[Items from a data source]
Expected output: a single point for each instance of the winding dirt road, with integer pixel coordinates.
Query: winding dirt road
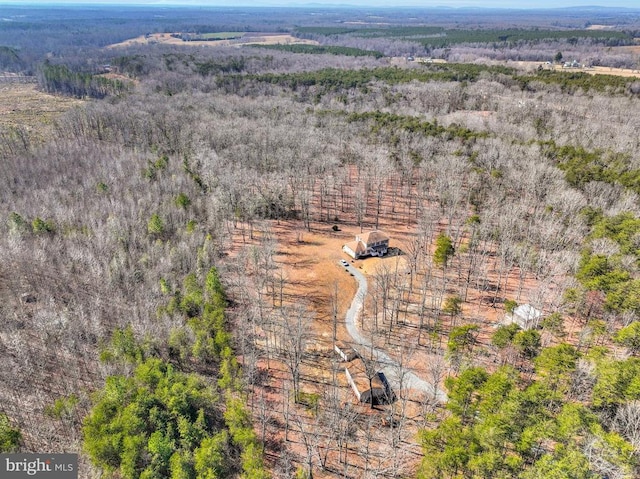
(399, 377)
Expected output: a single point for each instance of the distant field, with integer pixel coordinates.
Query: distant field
(253, 38)
(441, 37)
(213, 36)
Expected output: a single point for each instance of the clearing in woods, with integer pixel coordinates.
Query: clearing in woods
(23, 105)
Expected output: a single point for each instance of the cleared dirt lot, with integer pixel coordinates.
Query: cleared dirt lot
(24, 106)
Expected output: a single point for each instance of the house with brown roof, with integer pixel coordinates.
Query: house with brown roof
(372, 243)
(369, 385)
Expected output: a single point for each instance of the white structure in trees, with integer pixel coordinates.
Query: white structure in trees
(526, 316)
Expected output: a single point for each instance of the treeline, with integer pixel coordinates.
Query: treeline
(163, 421)
(323, 49)
(437, 37)
(555, 426)
(570, 82)
(608, 267)
(333, 79)
(582, 166)
(59, 79)
(411, 124)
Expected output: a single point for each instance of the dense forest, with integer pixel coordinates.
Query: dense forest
(159, 317)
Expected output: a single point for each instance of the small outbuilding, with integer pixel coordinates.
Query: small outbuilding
(346, 352)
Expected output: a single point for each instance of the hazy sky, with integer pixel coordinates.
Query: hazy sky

▸ **Work required**:
Find the lines in the entries above where "hazy" occurs, and copy each of them.

▸ **Response for this exercise**:
Expected output: a single point for each instance of the hazy sky, with integer pixel coordinates.
Query: hazy sky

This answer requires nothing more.